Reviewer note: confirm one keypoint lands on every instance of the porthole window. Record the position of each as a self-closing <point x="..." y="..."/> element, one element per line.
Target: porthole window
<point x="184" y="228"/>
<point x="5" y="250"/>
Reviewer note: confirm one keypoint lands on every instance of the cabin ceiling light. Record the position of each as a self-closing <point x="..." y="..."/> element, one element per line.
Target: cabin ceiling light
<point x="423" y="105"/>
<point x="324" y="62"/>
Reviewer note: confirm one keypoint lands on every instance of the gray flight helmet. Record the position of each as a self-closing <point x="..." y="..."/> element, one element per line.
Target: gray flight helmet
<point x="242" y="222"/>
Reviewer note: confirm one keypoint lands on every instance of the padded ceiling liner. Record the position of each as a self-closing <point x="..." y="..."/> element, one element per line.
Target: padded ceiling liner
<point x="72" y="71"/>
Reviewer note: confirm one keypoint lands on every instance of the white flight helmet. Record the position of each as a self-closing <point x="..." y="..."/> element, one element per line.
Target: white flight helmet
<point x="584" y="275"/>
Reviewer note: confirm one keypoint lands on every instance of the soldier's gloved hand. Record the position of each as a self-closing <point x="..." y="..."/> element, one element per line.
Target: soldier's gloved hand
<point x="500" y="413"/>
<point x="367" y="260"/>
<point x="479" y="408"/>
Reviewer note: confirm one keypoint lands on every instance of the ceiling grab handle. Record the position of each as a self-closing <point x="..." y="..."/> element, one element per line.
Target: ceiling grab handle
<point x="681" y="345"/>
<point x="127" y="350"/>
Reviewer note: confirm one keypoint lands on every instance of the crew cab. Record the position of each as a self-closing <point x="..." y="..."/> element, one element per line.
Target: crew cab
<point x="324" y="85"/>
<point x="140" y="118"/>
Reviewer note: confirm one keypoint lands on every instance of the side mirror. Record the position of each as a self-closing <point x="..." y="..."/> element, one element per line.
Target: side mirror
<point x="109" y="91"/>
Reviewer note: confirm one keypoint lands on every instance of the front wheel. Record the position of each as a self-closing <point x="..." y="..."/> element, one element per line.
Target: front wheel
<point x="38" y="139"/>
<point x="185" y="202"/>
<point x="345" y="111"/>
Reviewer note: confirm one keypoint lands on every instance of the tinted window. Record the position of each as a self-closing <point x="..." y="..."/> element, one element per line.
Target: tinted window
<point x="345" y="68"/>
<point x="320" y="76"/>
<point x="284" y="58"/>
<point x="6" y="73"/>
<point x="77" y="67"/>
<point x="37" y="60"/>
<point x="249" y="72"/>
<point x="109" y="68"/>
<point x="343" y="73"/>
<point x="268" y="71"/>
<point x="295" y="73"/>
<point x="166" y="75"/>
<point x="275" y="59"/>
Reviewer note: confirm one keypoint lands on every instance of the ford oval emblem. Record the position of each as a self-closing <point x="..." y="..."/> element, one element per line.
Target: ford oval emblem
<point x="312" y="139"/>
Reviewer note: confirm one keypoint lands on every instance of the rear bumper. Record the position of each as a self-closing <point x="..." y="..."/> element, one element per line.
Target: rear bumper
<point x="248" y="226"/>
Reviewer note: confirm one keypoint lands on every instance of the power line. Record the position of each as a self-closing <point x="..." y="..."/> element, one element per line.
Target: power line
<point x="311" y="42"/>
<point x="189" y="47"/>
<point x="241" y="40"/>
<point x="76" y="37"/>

#####

Written request
From the records above, extract everything verbatim.

Reply to the task
Reviewer note: confirm one keypoint lands on every instance of the porthole window. Record the position of each as a self-closing <point x="..." y="..."/> element, one element per line.
Target: porthole window
<point x="184" y="228"/>
<point x="5" y="250"/>
Reviewer note: confirm one keypoint lands on every instance of the cabin ceiling light. Record the position of each as a self-closing <point x="..." y="..."/> element, one element per line.
Target: cabin ceiling light
<point x="423" y="105"/>
<point x="324" y="62"/>
Reviewer note: confirm one keypoint lands on every instance of the gray flight helmet. Record the position of each as a self-closing <point x="..." y="..."/> element, one element per line.
Target: gray flight helmet
<point x="242" y="222"/>
Reviewer note: confirm one keypoint lands on every instance of the padded ceiling liner. Record the position of each as a self-closing <point x="..." y="..."/> element, one element per line.
Target: padded ceiling liner
<point x="72" y="71"/>
Reviewer note: confirm one keypoint lands on every instance of the white flight helmet. Record the position of each as a self-closing <point x="..." y="..."/> element, one element per line.
Target: white flight helmet
<point x="584" y="275"/>
Reviewer note: confirm one keypoint lands on every instance of the soldier's gloved hand. Record the position of each as a self-closing <point x="..." y="..."/> element, one element per line.
Target: soldier's gloved hand
<point x="500" y="413"/>
<point x="367" y="260"/>
<point x="479" y="408"/>
Reviewer note: confirm one keypoint lands on every instance of the ceiling grab handle. Record the position of each as a self-closing <point x="..." y="..."/> element, one element per line.
Target: ceiling grab handle
<point x="681" y="345"/>
<point x="127" y="350"/>
Reviewer note: confirm one keypoint lands on every instance of the crew cab. Record the position of each as a self-closing <point x="..." y="..."/> element, one element per line.
Target: crew cab
<point x="324" y="85"/>
<point x="140" y="118"/>
Reviewer note: confirm one keypoint lands on every instance of the side mirror. Record the position of each as a self-closing <point x="..." y="..."/> element, one element per line.
Target: side mirror
<point x="109" y="91"/>
Reviewer note: confirm one keypoint lands on every instance of the front wheel. Record the position of each as a self-closing <point x="..." y="..."/> element, one element per line.
Target: front wheel
<point x="38" y="139"/>
<point x="185" y="202"/>
<point x="345" y="111"/>
Reviewer note: confirm one keypoint lands on every instance of the tinted window. Record the position of each as a self-closing <point x="..." y="..."/> element, one element per line.
Target: tinted window
<point x="345" y="68"/>
<point x="320" y="76"/>
<point x="284" y="58"/>
<point x="6" y="73"/>
<point x="77" y="67"/>
<point x="37" y="60"/>
<point x="249" y="72"/>
<point x="109" y="68"/>
<point x="343" y="73"/>
<point x="268" y="71"/>
<point x="295" y="73"/>
<point x="166" y="75"/>
<point x="275" y="59"/>
Reviewer note: confirm one keypoint lands on every instance of the ford oval emblem. Record the position of each as a self-closing <point x="..." y="..."/> element, one element per line.
Target: ford oval emblem
<point x="312" y="139"/>
Reviewer note: confirm one keypoint lands on every instance of the rear bumper. Record the position of each as a self-closing <point x="..." y="..."/> element, one element per line.
Target: rear bumper
<point x="248" y="226"/>
Reviewer note: confirm one keypoint lands on every instance of the power line. Record the position of each as a self-closing <point x="..." y="..."/> element, one element per line.
Target: power line
<point x="311" y="42"/>
<point x="189" y="47"/>
<point x="241" y="40"/>
<point x="76" y="37"/>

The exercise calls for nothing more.